Go through the data line by line. Copy each one holding the string "answer".

-- Given data follows --

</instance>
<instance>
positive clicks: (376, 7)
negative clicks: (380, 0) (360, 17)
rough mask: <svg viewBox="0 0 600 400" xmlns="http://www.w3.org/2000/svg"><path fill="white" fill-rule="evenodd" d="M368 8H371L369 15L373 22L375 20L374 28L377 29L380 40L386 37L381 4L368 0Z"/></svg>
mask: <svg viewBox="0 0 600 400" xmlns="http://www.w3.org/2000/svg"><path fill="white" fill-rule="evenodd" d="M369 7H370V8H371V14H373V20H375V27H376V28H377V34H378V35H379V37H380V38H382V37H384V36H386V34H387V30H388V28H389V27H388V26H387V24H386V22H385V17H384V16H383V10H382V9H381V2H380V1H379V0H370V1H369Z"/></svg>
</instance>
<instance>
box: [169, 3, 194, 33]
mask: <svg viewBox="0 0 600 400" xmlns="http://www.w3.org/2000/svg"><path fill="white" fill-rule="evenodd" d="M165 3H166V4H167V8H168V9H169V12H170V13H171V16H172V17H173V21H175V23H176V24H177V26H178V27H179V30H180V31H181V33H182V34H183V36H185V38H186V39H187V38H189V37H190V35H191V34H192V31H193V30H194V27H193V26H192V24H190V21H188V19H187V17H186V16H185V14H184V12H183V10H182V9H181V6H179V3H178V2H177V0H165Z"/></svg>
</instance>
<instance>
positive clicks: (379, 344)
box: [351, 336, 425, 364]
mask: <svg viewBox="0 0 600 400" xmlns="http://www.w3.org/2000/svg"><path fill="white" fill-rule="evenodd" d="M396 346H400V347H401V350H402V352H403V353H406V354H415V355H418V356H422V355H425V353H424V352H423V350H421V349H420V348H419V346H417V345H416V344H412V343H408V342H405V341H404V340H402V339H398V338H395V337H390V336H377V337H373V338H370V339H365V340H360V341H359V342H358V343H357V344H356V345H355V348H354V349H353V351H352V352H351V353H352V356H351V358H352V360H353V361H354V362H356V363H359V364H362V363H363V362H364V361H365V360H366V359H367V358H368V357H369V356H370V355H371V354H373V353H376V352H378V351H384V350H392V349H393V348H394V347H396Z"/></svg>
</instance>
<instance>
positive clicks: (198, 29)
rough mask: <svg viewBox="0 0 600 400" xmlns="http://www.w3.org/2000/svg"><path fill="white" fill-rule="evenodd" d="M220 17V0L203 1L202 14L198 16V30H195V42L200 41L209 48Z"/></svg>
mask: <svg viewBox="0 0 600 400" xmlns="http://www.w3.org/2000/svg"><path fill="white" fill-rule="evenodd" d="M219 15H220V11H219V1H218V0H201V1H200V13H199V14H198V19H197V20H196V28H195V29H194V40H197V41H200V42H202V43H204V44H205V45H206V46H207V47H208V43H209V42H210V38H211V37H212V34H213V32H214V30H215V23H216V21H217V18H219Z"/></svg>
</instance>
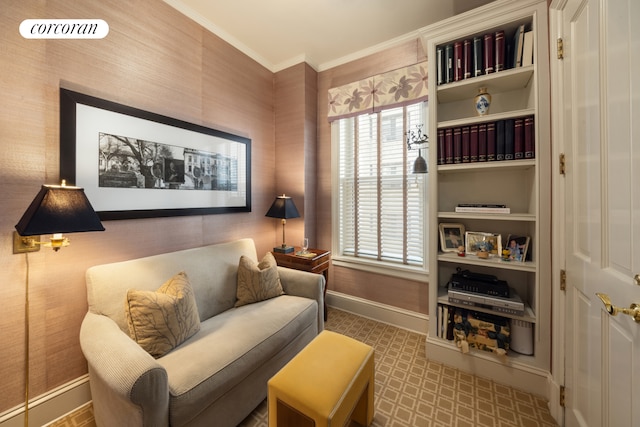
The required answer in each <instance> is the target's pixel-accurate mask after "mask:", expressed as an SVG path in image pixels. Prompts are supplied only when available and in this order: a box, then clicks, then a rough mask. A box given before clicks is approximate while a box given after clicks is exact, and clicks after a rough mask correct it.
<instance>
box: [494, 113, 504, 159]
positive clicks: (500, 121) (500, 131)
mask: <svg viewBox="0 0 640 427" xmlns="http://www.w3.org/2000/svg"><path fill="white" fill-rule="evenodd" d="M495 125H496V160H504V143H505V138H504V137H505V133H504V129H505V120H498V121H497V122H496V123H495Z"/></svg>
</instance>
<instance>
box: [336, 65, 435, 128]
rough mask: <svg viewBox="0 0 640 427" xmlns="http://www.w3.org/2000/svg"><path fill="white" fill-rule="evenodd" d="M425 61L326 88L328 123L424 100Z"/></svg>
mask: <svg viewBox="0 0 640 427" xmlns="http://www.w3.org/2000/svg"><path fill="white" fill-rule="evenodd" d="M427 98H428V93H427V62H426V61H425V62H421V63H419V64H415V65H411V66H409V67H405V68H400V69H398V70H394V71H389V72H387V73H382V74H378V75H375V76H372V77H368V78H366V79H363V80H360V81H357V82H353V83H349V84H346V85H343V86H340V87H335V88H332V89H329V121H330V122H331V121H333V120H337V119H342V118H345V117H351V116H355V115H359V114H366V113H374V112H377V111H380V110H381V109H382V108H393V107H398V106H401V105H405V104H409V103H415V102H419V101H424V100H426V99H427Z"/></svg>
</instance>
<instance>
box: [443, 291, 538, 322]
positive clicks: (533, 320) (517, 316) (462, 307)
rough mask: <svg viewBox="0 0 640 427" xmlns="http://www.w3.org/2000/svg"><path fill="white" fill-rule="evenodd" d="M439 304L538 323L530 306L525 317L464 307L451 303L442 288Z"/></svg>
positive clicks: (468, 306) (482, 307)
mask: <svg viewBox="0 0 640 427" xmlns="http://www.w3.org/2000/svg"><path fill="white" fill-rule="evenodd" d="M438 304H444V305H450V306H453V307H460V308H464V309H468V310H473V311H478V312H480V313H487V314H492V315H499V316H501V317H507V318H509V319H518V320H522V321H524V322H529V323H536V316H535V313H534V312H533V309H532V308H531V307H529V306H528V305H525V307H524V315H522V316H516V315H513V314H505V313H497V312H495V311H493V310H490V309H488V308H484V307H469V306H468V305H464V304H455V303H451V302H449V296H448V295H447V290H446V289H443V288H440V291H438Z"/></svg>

-- Given data concluded --
-- Given data follows --

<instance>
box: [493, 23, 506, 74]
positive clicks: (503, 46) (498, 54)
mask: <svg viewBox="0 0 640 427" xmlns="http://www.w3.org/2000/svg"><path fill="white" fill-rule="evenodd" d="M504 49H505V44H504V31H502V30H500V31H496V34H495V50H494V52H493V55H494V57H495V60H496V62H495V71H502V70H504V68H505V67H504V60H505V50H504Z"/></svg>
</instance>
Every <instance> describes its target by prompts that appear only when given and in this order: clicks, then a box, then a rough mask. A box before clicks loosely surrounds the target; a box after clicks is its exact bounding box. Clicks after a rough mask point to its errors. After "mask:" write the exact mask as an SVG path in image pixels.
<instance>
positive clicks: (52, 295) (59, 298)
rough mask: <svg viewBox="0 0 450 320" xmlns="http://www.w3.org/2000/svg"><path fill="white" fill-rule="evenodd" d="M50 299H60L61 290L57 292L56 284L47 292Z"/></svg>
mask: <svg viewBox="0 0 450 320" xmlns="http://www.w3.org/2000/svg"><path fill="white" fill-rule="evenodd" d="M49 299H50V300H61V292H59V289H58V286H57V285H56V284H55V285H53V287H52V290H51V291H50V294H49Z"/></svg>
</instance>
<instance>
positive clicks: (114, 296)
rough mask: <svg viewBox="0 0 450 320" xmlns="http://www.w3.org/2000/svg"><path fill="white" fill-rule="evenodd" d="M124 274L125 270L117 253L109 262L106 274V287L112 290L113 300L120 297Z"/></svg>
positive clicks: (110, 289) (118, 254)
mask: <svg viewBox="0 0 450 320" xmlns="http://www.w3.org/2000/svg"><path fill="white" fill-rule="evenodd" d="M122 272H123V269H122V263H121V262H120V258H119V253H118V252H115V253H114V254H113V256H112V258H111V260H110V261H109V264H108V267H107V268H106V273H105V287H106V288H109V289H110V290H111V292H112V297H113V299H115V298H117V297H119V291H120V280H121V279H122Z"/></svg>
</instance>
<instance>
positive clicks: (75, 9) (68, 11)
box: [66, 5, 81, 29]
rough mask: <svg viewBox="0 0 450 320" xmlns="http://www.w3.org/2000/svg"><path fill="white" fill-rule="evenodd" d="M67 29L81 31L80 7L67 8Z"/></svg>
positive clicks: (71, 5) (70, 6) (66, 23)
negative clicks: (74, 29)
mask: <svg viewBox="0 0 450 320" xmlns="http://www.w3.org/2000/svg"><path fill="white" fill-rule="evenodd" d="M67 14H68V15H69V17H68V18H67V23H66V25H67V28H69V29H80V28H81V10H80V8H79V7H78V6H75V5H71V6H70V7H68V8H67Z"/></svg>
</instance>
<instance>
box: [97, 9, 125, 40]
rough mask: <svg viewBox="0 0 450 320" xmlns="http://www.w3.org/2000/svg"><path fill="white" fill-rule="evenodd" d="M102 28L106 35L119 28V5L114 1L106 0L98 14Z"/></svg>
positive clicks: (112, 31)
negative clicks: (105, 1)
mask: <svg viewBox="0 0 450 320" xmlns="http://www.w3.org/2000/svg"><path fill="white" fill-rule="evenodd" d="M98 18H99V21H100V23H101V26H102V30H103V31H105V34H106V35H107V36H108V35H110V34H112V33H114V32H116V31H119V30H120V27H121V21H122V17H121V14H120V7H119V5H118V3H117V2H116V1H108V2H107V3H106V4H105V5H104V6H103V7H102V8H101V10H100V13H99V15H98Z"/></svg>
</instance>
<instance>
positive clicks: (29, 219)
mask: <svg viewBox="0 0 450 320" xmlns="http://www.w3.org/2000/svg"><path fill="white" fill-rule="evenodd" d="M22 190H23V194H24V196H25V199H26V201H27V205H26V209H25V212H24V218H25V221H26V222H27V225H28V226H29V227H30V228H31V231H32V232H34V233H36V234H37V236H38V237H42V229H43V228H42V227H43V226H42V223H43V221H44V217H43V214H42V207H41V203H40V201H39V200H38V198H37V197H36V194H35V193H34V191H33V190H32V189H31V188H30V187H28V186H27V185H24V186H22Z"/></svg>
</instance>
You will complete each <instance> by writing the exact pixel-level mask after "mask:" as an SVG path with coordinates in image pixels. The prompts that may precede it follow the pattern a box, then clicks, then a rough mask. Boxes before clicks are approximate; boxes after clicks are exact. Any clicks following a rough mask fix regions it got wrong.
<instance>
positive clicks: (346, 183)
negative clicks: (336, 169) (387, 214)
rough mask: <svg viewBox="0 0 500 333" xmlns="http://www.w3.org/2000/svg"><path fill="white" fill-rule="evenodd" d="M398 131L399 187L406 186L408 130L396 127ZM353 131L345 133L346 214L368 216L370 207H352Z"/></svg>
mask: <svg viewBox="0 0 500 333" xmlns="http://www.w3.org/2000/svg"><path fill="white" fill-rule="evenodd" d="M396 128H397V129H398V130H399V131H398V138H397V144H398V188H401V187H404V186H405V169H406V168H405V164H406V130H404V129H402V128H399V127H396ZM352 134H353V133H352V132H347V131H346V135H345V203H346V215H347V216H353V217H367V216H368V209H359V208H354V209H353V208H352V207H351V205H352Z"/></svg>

-- Given data concluded --
-- Given data follows --

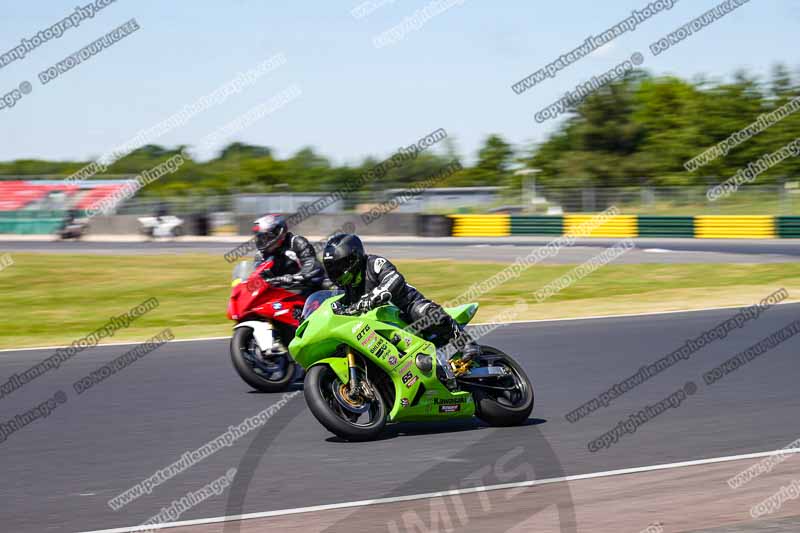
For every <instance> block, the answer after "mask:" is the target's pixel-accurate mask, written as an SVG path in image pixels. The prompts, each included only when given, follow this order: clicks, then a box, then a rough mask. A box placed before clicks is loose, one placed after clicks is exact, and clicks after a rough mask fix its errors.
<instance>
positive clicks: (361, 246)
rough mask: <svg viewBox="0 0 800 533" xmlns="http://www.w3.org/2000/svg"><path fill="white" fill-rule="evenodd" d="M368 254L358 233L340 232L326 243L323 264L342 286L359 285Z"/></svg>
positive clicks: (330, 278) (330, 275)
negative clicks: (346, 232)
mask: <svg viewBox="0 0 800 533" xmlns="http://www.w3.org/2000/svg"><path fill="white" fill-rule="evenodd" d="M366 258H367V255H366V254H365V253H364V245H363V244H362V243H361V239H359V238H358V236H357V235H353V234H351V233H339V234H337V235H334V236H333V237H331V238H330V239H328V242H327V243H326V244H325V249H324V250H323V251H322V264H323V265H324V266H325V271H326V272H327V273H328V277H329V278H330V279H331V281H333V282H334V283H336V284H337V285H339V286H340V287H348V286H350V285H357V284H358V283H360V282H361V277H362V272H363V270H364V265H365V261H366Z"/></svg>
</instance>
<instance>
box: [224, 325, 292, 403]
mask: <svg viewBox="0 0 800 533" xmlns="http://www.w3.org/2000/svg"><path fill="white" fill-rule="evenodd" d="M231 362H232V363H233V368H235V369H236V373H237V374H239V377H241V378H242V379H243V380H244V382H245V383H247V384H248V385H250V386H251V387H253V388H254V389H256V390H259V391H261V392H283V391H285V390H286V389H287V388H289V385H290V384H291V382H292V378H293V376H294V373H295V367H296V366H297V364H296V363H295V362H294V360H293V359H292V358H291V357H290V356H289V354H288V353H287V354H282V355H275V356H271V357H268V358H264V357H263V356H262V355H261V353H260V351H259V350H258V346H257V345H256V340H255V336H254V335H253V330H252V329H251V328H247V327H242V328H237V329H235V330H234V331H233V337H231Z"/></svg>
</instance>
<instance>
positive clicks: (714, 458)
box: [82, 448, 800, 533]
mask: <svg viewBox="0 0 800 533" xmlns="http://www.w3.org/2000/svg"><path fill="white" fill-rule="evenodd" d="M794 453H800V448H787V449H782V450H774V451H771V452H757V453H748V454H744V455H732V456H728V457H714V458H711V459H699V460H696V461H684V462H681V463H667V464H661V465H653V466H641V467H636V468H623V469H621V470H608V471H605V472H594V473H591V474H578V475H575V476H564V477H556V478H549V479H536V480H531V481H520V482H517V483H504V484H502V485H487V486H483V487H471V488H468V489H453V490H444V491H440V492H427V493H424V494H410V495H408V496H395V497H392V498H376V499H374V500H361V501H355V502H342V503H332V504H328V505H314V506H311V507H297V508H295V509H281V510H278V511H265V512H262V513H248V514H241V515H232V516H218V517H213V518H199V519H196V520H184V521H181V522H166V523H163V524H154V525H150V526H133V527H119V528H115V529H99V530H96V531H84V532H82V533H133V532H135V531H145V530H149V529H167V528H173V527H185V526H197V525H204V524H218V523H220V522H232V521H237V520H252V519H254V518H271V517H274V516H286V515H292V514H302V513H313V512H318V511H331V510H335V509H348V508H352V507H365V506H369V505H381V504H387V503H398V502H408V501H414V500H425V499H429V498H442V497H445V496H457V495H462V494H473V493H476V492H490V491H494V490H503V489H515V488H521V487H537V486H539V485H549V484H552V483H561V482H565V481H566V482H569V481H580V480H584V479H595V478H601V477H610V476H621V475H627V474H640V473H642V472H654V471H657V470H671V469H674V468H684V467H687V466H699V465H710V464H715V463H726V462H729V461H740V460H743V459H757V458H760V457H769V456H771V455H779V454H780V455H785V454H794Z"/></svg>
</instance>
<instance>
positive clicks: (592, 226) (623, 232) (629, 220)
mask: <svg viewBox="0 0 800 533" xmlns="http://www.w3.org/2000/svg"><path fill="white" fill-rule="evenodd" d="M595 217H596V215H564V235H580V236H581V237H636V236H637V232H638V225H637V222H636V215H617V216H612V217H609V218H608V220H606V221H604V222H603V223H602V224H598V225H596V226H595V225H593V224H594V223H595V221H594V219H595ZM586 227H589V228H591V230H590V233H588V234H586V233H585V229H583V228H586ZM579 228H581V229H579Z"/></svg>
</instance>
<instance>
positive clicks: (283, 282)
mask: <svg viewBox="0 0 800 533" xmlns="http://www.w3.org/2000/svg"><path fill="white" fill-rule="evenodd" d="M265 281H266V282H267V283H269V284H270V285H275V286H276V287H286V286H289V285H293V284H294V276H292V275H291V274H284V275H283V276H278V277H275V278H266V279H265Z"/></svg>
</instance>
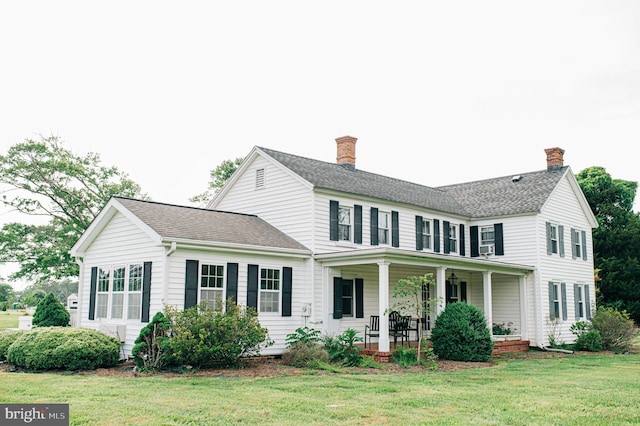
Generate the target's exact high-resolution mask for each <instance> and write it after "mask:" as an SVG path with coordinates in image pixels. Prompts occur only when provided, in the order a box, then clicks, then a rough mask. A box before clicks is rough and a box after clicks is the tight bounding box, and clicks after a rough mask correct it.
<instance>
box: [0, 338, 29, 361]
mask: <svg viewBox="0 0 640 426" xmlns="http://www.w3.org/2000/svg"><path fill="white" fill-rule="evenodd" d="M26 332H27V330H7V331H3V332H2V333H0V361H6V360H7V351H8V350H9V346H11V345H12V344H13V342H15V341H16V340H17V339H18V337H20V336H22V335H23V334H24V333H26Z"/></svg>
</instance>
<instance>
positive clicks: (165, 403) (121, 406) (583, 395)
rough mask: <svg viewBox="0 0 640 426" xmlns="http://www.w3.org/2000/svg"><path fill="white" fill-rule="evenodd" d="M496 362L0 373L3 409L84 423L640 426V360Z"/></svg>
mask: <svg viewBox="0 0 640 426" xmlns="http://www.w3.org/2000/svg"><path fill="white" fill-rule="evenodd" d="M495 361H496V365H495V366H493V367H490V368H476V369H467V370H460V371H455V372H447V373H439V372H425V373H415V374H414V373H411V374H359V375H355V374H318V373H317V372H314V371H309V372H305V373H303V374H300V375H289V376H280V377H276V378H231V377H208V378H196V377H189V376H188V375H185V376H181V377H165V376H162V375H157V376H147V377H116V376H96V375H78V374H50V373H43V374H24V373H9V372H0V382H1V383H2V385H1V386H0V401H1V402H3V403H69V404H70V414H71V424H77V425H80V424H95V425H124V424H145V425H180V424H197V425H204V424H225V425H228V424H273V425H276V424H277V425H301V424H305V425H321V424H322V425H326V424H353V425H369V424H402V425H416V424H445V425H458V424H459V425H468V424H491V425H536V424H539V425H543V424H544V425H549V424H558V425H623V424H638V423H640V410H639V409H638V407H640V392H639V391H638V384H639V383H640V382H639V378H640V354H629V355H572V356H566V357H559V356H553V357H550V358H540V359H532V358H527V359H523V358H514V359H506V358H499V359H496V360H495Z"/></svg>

-- Given data concluded --

Response to this exercise –
The required answer in each <instance> is the target's pixel-accurate mask after "mask:", expressed as an SVG path in image pixels. Prompts are supplied only when available and in this order: a box, then clicks, then a rough mask. A box given before clicks is approximate while a box given after clicks is exact, and clicks after a rough mask correct it.
For every <instance> block, the answer after "mask:" is the target's pixel-accurate mask, written as an SVG path in image pixels. The prompts, each included only when given, follow this order: clicks, then a box, then a rough mask. A box placed before clicks is loose, one placed after clicks is exact, and clicks after a rough mask fix its errors.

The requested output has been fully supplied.